§ Teks Bacaan:
Bisnis.com, JAKARTA — McKinsey & Company menilai pengembangan energi terbarukan dan kendaraan listrik dapat menjadi salah satu kunci untuk memulihkan kembali sektor energi di Indonesia pascapandemi Covid-19.
Dalam laporan terbarunya yang berjudul Ten Ways to Boost Indonesia’s Energy Sector in A Postpandemic World, McKinsey & Company menyebutkan bahwa akibat pandemi Covid-19, permintaan terhadap energi di Indonesia secara keseluruhan dapat berkurang hingga 7 persen pada 2020 dan GDP juga menurun sebesar 1—4 persen.
Untuk memulihkan sektor energi Indonesia setelah pandemi dibutuhkan sejumlah langkah berani, keputusan sulit, dan investasi yang signifikan. Berdasarkan kajian McKinsey & Company setidaknya 10 gagasan untuk membalikkan sektor energi Indonesia dan memberikan nilai yang besar bagi pertumbuhan ekonomi dan pembangunan sosial negara.
Senior Partner di McKinsey & Company Indonesia Khoon Tee Tan mengatakan bahwa salah satu gagasan tersebut adalah mendorong pengembangan energi terbarukan.

§ Cuplikan Data:

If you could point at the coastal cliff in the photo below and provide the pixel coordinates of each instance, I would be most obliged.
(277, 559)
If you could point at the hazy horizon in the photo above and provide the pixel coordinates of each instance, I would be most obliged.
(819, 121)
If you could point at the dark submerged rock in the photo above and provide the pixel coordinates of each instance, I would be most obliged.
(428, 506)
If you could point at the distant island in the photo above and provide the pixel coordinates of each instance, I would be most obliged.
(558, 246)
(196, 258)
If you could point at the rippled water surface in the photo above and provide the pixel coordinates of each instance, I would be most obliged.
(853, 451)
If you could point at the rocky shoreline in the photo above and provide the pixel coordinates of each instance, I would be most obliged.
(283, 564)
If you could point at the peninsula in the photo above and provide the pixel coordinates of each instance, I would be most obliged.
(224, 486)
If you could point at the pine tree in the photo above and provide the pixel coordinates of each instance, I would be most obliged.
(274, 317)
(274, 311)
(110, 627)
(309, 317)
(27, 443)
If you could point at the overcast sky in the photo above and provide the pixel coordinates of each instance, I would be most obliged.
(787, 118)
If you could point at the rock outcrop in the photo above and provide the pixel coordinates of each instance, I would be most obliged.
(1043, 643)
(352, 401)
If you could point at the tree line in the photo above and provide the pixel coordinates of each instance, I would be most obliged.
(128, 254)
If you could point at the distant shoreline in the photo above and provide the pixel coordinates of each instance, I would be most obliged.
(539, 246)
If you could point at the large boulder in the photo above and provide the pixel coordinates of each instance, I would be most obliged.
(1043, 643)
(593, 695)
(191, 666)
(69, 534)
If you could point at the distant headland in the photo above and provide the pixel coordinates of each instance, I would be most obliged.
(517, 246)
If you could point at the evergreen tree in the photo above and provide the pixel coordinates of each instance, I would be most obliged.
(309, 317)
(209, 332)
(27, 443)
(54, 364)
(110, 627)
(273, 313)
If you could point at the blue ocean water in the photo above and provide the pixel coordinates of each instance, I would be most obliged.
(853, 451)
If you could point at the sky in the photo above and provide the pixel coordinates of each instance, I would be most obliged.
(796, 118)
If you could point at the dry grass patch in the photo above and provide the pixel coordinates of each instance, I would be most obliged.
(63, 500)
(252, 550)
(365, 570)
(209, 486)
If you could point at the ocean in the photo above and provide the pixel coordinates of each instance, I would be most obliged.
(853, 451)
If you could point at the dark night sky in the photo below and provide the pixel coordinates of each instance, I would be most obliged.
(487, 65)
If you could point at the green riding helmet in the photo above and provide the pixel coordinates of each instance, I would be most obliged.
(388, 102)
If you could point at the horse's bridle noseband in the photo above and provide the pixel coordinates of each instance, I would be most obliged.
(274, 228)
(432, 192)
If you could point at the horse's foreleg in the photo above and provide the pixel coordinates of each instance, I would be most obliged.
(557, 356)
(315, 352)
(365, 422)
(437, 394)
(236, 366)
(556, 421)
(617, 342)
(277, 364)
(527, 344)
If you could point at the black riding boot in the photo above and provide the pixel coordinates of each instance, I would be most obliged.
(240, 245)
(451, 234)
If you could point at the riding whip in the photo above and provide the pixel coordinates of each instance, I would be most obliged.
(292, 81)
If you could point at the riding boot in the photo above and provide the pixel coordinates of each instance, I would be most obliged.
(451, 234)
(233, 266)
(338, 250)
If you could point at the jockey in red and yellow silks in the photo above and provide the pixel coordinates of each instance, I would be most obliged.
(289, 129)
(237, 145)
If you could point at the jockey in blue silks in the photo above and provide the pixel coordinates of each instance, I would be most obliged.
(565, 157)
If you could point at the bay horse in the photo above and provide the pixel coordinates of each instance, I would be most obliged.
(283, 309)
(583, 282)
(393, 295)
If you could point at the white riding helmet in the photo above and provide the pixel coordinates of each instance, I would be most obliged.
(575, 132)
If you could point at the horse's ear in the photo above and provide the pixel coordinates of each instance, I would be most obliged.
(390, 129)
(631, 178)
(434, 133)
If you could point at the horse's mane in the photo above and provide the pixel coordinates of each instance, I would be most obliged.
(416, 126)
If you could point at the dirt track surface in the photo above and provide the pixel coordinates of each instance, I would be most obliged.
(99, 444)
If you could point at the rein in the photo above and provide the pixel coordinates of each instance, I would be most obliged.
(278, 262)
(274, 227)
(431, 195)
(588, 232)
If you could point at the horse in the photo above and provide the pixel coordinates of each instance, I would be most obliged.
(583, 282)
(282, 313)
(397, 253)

§ Yang Perlu Dikerjakan:
(a) Tolong tuliskan ulang bagian teks bacaan, mulai dengan "Untuk memulihkan sektor" dan terus hingga "pengembangan energi terbarukan.".
(b) Menurut teks bacaan, berapa besar penurunan permintaan energi di Indonesia secara keseluruhan pada 2020 akibat pandemi Covid-19?

§ Kunci Jawaban Latihan:
(a)
Untuk memulihkan sektor energi Indonesia setelah pandemi dibutuhkan sejumlah langkah berani, keputusan sulit, dan investasi yang signifikan. Berdasarkan kajian McKinsey & Company setidaknya 10 gagasan untuk membalikkan sektor energi Indonesia dan memberikan nilai yang besar bagi pertumbuhan ekonomi dan pembangunan sosial negara.
Senior Partner di McKinsey & Company Indonesia Khoon Tee Tan mengatakan bahwa salah satu gagasan tersebut adalah mendorong pengembangan energi terbarukan.

(b) Hingga 7 persen.